Problem to solve: Below is the data. Give it again, complete and exact.

Given data:
- Opening Delimiter -

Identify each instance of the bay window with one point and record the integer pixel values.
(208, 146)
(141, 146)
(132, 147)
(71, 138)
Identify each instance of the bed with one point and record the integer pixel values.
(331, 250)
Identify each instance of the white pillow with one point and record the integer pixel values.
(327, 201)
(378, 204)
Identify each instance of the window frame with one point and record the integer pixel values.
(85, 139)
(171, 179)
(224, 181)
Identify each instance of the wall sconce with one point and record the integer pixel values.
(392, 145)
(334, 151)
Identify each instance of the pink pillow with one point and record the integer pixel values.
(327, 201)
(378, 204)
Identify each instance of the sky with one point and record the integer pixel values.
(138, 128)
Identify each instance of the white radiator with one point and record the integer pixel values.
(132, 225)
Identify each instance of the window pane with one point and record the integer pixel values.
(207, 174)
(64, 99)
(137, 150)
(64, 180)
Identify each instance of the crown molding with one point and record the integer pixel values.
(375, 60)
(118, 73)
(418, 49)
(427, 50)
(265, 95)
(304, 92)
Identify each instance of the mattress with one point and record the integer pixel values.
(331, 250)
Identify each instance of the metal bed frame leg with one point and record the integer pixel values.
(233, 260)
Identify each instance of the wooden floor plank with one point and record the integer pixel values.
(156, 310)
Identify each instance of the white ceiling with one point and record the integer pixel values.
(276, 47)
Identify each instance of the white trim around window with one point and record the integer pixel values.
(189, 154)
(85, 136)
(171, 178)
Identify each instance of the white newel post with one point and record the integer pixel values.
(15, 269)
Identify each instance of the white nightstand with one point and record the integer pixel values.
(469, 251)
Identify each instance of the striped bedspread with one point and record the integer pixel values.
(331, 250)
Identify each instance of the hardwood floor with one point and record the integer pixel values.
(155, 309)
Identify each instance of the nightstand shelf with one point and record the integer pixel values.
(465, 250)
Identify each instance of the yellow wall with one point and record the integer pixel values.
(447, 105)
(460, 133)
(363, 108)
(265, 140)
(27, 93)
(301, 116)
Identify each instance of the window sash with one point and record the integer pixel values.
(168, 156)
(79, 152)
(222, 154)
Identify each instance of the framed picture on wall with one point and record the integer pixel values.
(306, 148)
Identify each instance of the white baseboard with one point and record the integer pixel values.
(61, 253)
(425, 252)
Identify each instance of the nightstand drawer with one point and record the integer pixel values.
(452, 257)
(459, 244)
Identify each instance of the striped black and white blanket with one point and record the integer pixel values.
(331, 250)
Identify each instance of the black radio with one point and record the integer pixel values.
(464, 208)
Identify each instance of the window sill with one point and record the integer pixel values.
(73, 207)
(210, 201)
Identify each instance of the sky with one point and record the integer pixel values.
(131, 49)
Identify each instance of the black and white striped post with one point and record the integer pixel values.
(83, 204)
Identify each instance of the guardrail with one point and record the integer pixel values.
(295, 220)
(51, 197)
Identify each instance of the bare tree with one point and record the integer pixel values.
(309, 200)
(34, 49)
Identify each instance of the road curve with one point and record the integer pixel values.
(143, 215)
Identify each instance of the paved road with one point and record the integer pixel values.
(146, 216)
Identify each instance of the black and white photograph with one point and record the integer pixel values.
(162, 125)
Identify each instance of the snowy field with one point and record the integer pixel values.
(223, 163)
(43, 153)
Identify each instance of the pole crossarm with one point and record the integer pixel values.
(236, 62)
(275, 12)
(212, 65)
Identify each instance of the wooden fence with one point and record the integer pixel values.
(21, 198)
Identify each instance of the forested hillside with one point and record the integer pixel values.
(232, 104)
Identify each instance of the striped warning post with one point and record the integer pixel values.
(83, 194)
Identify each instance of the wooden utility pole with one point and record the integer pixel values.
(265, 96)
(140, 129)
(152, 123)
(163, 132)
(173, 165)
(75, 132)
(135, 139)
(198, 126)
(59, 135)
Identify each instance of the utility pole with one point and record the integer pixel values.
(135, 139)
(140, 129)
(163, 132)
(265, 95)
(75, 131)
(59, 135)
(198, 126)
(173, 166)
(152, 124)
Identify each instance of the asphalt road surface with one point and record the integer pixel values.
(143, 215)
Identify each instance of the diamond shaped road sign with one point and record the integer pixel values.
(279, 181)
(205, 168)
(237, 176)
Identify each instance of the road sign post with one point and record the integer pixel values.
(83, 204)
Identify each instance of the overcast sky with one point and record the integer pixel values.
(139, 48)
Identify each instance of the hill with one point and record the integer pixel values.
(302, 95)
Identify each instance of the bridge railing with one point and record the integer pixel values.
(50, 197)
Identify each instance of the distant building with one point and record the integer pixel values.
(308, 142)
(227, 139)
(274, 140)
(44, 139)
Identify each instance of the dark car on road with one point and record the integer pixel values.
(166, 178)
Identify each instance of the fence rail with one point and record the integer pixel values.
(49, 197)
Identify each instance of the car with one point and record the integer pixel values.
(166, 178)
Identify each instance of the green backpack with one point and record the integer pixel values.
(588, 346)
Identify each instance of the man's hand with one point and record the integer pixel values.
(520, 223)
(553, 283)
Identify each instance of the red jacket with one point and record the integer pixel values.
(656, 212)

- Closing Delimiter -

Answer box:
Identify each instance of the bay window with one point and record the integer pixel values.
(208, 146)
(141, 146)
(132, 147)
(71, 138)
Identify each instance of the bed with one point and record the integer pixel values.
(331, 250)
Identify each instance of the white pillow with one point and record the integer pixel values.
(327, 201)
(378, 204)
Identify each instance of the window frame with one point and record the integer pixel values.
(85, 139)
(171, 179)
(224, 181)
Identify each instance of the wall sconce with one point and record the integer pixel values.
(392, 145)
(334, 151)
Identify each instance of the pink pillow with one point and record the integer pixel values.
(327, 201)
(378, 204)
Identify each instance of the sky with one point and record the integer pixel values.
(138, 128)
Identify each instance of the white radiator with one point and record the integer pixel values.
(132, 225)
Identify each instance of the window pane with one point and record the integer pixel values.
(207, 174)
(64, 99)
(137, 150)
(64, 180)
Identify each instance of the crown molding with one point and record the integer pixel values.
(375, 60)
(118, 73)
(418, 49)
(427, 50)
(265, 95)
(304, 92)
Identify each instance of the mattress with one point and record the integer pixel values.
(331, 250)
Identify each instance of the metal bed frame leg with one point and record the integer pixel values.
(233, 260)
Identify each instance of the wooden floor plank with one point and record the integer pixel values.
(156, 310)
Identify each instance of the white ceiling with one point and record the integer pixel values.
(276, 47)
Identify each instance of the white trim around window with one point and record the integer pixel values.
(189, 154)
(85, 136)
(171, 178)
Identify each instance of the white newel post with one point and record the integer pixel values.
(15, 269)
Identify each instance of the white nightstand with one point and record the integer pixel values.
(469, 251)
Identify each instance of the striped bedspread with one point and record the integer pixel values.
(331, 250)
Identify each instance of the hardwood floor with one point and record the integer pixel values.
(155, 309)
Identify each instance of the nightstand shelf with one point and record the integer pixel values.
(465, 250)
Identify each instance of the yellow wall with one point and record the integer pixel values.
(447, 105)
(460, 133)
(363, 108)
(265, 140)
(27, 93)
(301, 116)
Identify each instance of the window sash with one point and record the integer pixel values.
(168, 156)
(79, 152)
(222, 154)
Identify each instance of the framed picture on wall with one point and record the integer pixel values.
(306, 148)
Identify each instance of the white baseboard with one point and record the integer pixel values.
(61, 253)
(425, 252)
Identify each instance of the nightstand drawer with one point and record the integer pixel values.
(452, 257)
(459, 244)
Identify each instance of the striped black and white blanket with one point and record the integer pixel values.
(331, 250)
Identify each instance of the black radio with one point and record the integer pixel values.
(464, 208)
Identify each instance of the window sill with one point and record the integer pixel values.
(73, 207)
(210, 201)
Identify each instance of the sky with one point and record the integer pixel values.
(131, 49)
Identify each instance of the black and white striped post with one point and record the integer pixel values.
(83, 204)
Identify each instance of the guardrail with one point and record the integer pixel values.
(295, 220)
(51, 197)
Identify each instance of the bare tree with one point and record the integer pixel values.
(309, 200)
(34, 49)
Identify each instance of the road curve with one point and record the integer pixel values.
(143, 215)
Identify each instance of the paved road with one point and record the integer pixel values.
(146, 216)
Identify each instance of the black and white photograph with one point and record the integer pixel values.
(162, 125)
Identify each instance of the snowy field with one point and record the integer pixel values.
(223, 163)
(43, 153)
Identify each instance of the pole crossarm with one point and record the integer pixel values.
(236, 62)
(275, 12)
(212, 65)
Identify each instance of the wooden fence with one point and record the integer pixel values.
(21, 198)
Identify each instance of the forested hillside with one point and record the integer pixel values.
(232, 104)
Identify each instance of the striped warning post with one point and record the integer pixel values.
(83, 194)
Identify each instance of the wooden utility pole with one point and record the integer pixel values.
(265, 96)
(140, 129)
(152, 123)
(163, 132)
(173, 165)
(75, 132)
(135, 139)
(198, 126)
(59, 135)
Identify each instance of the utility pole with one point and record the integer pixel values.
(135, 139)
(140, 129)
(163, 132)
(265, 95)
(75, 131)
(59, 135)
(198, 126)
(173, 166)
(152, 124)
Identify each instance of the asphalt road surface with one point and record the integer pixel values.
(143, 215)
Identify each instance of the diamond shaped road sign with one point and record the integer pixel values.
(279, 181)
(205, 168)
(237, 176)
Identify each instance of the road sign post with one point and record the integer pixel values.
(83, 204)
Identify each instance of the overcast sky with one point and record the integer pixel values.
(139, 48)
Identify each instance of the hill with one point and record the integer pixel values.
(302, 95)
Identify each instance of the bridge railing with one point and record the integer pixel values.
(50, 197)
Identify each instance of the distant building with one point and record the integer pixel values.
(308, 142)
(227, 139)
(274, 140)
(44, 139)
Identify each instance of the dark car on road with one point and record the integer pixel values.
(166, 178)
Identify each instance of the fence rail with one point and record the integer pixel values.
(49, 197)
Identify each instance of the car with one point and record the integer pixel values.
(166, 178)
Identify each instance of the green backpack with one point and record the integer pixel values.
(588, 346)
Identify each instance of the man's hand with one point and record the integer pixel values.
(520, 223)
(553, 283)
Identify each instance of the red jacket with one point and record the integer pixel values.
(656, 212)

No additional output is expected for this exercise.